[Dataset excerpts on object pointing]
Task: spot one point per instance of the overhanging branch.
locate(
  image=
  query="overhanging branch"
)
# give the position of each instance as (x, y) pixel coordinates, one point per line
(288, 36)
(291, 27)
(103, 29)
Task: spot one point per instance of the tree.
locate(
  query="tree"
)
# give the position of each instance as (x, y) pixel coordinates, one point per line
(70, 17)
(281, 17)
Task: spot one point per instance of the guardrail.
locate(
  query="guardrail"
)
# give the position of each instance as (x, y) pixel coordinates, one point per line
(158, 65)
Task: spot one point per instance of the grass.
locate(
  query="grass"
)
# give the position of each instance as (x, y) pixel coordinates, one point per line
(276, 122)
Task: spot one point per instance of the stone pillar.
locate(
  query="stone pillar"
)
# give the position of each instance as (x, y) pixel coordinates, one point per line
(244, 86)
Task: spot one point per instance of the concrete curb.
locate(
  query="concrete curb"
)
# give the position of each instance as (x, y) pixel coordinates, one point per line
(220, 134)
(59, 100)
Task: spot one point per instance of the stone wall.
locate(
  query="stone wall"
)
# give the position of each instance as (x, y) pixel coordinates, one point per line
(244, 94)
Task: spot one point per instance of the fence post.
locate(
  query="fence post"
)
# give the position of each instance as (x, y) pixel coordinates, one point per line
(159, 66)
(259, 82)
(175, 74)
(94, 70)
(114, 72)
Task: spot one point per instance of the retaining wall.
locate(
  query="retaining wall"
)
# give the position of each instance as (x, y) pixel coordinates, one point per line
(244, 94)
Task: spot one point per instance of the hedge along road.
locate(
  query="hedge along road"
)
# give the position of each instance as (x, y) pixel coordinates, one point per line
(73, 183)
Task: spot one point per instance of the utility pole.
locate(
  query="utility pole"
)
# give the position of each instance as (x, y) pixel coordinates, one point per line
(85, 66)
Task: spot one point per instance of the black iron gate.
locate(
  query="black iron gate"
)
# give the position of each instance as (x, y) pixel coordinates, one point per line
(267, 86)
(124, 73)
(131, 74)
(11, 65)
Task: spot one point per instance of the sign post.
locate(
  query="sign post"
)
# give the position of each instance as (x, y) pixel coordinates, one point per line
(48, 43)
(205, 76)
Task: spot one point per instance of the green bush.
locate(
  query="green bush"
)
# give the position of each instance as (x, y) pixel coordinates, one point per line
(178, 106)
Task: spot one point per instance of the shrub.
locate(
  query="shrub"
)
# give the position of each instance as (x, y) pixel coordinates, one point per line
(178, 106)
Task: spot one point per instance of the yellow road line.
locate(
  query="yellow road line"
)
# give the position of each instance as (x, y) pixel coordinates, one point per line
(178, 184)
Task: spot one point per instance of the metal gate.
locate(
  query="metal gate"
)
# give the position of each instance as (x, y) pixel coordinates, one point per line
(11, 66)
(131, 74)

*Exercise goal*
Go through the records above and retype each one exactly.

*Answer below*
Task: spot one point per instance of the overhanging branch.
locate(
  image=
  query="overhanging branch"
)
# give the position of each instance as (x, y) pixel coordinates, one point per line
(288, 36)
(291, 27)
(103, 29)
Task: spot one point per instance of the tree.
locate(
  query="tree"
)
# give the position of each instance as (x, y) pixel coordinates, one point per line
(70, 17)
(281, 17)
Task: spot one point per instance of the guardrail.
locate(
  query="guardrail"
)
# give the position of each instance as (x, y) pixel coordinates, one point per line
(158, 65)
Task: spot one point per instance of the grass.
locate(
  query="grass"
)
# give the position of each instance as (x, y) pixel coordinates, one point per line
(276, 122)
Task: spot one point per instance of the stone pillar.
locate(
  query="stone pillar"
)
# give the position of each instance as (x, y) pixel coordinates, one point per line
(244, 86)
Task: spot one point per instance of the concrete curb.
locate(
  query="concrete curb"
)
# give the position of each instance as (x, y) pixel coordinates, one point per line
(220, 134)
(59, 100)
Task: spot one point per instance of the stone wall.
locate(
  query="stone wall"
)
# give the position of each instance as (x, y) pixel coordinates, one point per line
(244, 94)
Task: spot one point per instance of the fence post.
locate(
  query="fence post"
)
# give the position of each instance as (x, y) pixel coordinates, one point per line
(159, 66)
(259, 82)
(175, 74)
(94, 70)
(114, 72)
Task: spot one point per instance of the retaining wall.
locate(
  query="retaining wall"
)
# give the position of each instance as (x, y) pixel coordinates, one point per line
(244, 94)
Task: spot one point per instance of the hedge along road.
locate(
  query="hedge along road"
)
# give the position of each instance as (x, y) pixel coordinates, one point per line
(73, 183)
Task: spot one point per instance of the utility pole.
locate(
  query="utility pole"
)
# give the position of each instance as (x, y) pixel coordinates, one point per line
(85, 66)
Task: spot one point per instance of the black iron gate.
locate(
  query="black iron gate"
)
# give the position of each instance as (x, y) pixel coordinates, one point per line
(267, 86)
(124, 73)
(131, 74)
(11, 65)
Task: spot one point per instance of the sign post.
locate(
  query="sign post"
)
# give the position of each instance as (x, y) pixel coordinates, one point per line
(48, 43)
(205, 76)
Task: spot one point per instance of the green bush.
locate(
  query="green bush"
)
# give the position of each instance as (x, y) pixel coordinates, one point per line
(178, 106)
Task: spot one point per instance of the shrub.
locate(
  query="shrub"
)
# give the position of each instance as (x, y) pixel coordinates, one point per line
(178, 106)
Task: spot one point per instance of the yellow road line.
locate(
  query="yellow road line"
)
# give the position of each instance as (x, y) pixel coordinates, one point per line
(178, 184)
Task: spot one point per instance of the metal gate.
locate(
  query="metal gate"
)
# give the position of each instance as (x, y) pixel coordinates, one point per line
(11, 66)
(131, 74)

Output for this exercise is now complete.